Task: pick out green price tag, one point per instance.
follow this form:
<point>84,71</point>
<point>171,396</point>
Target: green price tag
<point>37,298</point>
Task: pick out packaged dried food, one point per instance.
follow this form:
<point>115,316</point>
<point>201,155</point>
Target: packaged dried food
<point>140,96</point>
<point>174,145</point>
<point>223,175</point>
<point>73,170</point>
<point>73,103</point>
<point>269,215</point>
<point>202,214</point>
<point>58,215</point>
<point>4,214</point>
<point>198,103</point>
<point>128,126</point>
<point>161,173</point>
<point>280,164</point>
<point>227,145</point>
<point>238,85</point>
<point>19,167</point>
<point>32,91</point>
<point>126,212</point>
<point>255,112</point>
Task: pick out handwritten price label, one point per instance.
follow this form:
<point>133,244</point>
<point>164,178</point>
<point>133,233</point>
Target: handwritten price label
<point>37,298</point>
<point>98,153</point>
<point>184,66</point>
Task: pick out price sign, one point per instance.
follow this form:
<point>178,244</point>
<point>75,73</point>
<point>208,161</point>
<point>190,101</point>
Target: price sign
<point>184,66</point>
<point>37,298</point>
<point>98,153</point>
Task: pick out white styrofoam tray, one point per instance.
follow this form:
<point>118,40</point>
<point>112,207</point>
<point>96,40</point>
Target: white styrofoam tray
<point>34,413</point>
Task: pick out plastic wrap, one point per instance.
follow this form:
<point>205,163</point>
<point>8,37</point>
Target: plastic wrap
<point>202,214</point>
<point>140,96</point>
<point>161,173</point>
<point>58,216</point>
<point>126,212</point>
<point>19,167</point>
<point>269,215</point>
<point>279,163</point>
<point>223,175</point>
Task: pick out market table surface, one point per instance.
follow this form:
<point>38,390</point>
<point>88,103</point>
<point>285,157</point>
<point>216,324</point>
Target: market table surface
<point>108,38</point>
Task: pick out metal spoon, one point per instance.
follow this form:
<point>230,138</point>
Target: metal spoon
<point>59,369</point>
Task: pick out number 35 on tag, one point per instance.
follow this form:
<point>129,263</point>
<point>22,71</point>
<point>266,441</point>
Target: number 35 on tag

•••

EXERCISE REQUIREMENTS
Exact reproduction of the listing above is required.

RESULT OF THE TASK
Task: pick out green price tag, one point per instance.
follow this form:
<point>84,71</point>
<point>171,396</point>
Target: green price tag
<point>37,298</point>
Task: pick out packaged dried food, one point per instance.
follow this form:
<point>115,316</point>
<point>201,155</point>
Target: packaged dried food
<point>140,96</point>
<point>174,145</point>
<point>223,175</point>
<point>73,170</point>
<point>73,103</point>
<point>269,215</point>
<point>202,214</point>
<point>58,215</point>
<point>4,214</point>
<point>198,103</point>
<point>128,126</point>
<point>161,173</point>
<point>280,164</point>
<point>227,145</point>
<point>238,85</point>
<point>19,167</point>
<point>32,91</point>
<point>126,212</point>
<point>255,112</point>
Task: pick out handwritten price label, one point per instance.
follow this form:
<point>133,244</point>
<point>164,178</point>
<point>133,233</point>
Target: handwritten price label
<point>37,298</point>
<point>98,153</point>
<point>184,66</point>
Task: pick out price sign, one point per instance.
follow this form:
<point>178,244</point>
<point>75,73</point>
<point>208,161</point>
<point>190,101</point>
Target: price sign
<point>184,66</point>
<point>37,298</point>
<point>98,153</point>
Task: pick out white styrofoam tray, one point per instance.
follow this form:
<point>118,40</point>
<point>112,207</point>
<point>96,40</point>
Target: white styrofoam tray
<point>34,413</point>
Task: pick out plastic wrap, one point per instance.
follow this form:
<point>205,163</point>
<point>8,37</point>
Target: plastic wrap
<point>202,214</point>
<point>140,96</point>
<point>161,173</point>
<point>58,216</point>
<point>126,212</point>
<point>19,167</point>
<point>269,215</point>
<point>279,163</point>
<point>223,175</point>
Task: pick out market table surface, one point per instance.
follow this form:
<point>38,390</point>
<point>88,103</point>
<point>285,157</point>
<point>216,324</point>
Target: market table surface
<point>108,38</point>
Task: pick out metal spoon, one point per instance.
follow this form:
<point>230,138</point>
Target: metal spoon
<point>59,369</point>
Task: pick out number 35 on tag, one point per instance.
follow this form:
<point>129,263</point>
<point>22,71</point>
<point>266,441</point>
Target: number 35 on tag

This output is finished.